EXERCISE INPUTS>

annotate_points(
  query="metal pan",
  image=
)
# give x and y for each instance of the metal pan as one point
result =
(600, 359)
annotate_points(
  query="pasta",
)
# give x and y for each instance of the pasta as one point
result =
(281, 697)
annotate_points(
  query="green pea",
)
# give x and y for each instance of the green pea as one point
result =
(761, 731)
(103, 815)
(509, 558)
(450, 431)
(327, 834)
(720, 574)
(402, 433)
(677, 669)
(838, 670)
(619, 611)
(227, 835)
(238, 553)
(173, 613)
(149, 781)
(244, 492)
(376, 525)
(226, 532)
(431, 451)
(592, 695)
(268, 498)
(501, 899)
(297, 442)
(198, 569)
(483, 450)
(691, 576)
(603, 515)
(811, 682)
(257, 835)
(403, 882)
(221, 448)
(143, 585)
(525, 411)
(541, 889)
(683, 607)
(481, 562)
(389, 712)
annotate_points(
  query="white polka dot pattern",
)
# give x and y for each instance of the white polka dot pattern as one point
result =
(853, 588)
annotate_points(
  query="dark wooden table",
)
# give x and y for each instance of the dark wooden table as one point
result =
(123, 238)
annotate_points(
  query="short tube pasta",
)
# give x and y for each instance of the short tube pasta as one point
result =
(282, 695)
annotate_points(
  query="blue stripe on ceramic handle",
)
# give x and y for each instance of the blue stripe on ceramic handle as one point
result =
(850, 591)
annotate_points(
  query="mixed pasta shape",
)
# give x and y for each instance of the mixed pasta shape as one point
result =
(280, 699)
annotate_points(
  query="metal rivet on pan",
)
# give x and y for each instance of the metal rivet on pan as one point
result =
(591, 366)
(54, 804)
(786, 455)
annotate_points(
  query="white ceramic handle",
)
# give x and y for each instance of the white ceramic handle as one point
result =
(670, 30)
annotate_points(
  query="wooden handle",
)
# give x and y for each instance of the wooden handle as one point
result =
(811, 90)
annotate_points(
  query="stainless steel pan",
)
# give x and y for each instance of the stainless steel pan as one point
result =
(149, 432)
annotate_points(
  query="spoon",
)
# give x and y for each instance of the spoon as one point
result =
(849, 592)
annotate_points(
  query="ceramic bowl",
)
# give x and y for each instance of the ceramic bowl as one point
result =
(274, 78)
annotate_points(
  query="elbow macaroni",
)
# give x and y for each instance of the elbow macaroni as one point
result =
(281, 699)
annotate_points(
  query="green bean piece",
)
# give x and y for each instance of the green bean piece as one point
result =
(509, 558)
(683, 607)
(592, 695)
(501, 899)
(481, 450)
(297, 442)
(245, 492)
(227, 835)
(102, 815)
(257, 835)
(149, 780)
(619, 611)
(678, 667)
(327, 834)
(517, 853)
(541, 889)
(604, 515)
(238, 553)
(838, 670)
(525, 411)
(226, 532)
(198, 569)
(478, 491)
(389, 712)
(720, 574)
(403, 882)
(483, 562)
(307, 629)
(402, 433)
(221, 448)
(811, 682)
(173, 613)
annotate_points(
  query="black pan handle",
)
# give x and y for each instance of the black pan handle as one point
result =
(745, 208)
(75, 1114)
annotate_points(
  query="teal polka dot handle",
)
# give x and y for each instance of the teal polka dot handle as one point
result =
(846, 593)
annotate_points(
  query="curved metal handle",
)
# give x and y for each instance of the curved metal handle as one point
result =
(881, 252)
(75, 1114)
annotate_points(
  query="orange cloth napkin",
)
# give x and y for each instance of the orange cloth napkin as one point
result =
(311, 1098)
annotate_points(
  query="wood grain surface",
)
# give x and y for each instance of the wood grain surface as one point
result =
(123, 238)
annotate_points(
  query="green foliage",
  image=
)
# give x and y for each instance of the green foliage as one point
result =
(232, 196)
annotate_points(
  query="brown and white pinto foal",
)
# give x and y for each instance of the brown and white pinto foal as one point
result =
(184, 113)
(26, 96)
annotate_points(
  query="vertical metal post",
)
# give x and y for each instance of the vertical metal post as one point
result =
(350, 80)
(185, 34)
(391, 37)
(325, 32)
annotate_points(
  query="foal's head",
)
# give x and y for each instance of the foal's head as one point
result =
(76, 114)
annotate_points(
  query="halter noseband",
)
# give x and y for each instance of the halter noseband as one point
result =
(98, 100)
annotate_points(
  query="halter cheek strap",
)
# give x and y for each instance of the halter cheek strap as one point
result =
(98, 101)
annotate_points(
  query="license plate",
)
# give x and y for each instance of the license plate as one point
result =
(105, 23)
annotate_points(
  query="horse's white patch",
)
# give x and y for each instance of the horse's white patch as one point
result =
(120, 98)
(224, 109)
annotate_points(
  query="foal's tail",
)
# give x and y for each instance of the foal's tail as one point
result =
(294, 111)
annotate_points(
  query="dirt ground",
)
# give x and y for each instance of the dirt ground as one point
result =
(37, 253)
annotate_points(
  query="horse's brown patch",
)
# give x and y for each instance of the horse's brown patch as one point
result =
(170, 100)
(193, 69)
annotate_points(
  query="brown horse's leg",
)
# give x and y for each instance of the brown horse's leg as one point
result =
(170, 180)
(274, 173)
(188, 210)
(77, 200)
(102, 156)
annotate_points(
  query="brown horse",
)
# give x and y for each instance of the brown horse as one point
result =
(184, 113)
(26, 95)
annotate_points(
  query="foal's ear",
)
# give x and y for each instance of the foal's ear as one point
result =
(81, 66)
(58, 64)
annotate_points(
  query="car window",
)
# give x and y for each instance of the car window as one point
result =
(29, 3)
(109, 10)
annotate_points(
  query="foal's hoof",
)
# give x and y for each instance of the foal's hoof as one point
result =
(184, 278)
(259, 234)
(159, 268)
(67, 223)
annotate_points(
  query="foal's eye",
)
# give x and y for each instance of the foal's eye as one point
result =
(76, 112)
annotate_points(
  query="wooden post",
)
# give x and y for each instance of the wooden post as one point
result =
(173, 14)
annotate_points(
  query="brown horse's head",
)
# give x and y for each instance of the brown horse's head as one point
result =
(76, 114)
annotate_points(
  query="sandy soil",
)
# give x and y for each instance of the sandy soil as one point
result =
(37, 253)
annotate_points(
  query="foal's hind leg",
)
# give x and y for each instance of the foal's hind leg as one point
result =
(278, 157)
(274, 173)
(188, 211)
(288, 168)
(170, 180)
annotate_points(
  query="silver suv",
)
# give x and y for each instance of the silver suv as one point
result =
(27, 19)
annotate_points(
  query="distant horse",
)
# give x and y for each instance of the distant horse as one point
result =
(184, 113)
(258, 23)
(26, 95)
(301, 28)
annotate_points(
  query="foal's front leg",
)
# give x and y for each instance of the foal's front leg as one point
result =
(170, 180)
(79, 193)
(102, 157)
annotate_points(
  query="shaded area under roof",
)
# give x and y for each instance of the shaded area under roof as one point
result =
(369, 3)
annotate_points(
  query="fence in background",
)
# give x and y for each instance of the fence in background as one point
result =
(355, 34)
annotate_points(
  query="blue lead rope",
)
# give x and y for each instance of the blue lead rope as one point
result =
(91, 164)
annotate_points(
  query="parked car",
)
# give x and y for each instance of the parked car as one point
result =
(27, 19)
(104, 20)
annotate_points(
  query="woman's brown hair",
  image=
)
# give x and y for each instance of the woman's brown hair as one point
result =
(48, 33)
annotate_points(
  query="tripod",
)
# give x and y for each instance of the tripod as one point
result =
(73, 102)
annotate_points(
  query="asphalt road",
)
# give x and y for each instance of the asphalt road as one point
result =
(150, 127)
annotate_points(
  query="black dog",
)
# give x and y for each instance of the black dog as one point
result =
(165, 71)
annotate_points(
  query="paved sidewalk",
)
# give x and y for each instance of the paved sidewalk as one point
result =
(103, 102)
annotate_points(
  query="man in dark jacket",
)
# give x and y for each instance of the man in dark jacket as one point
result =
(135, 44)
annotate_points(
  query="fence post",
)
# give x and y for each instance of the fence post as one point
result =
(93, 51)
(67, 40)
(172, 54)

PROBLEM STATEMENT> Check every line of the records above for the string "parked". Copy those that hold it.

ANSWER TO THIS TASK>
  query="parked car",
# give x and y for each instance of the parked car as one point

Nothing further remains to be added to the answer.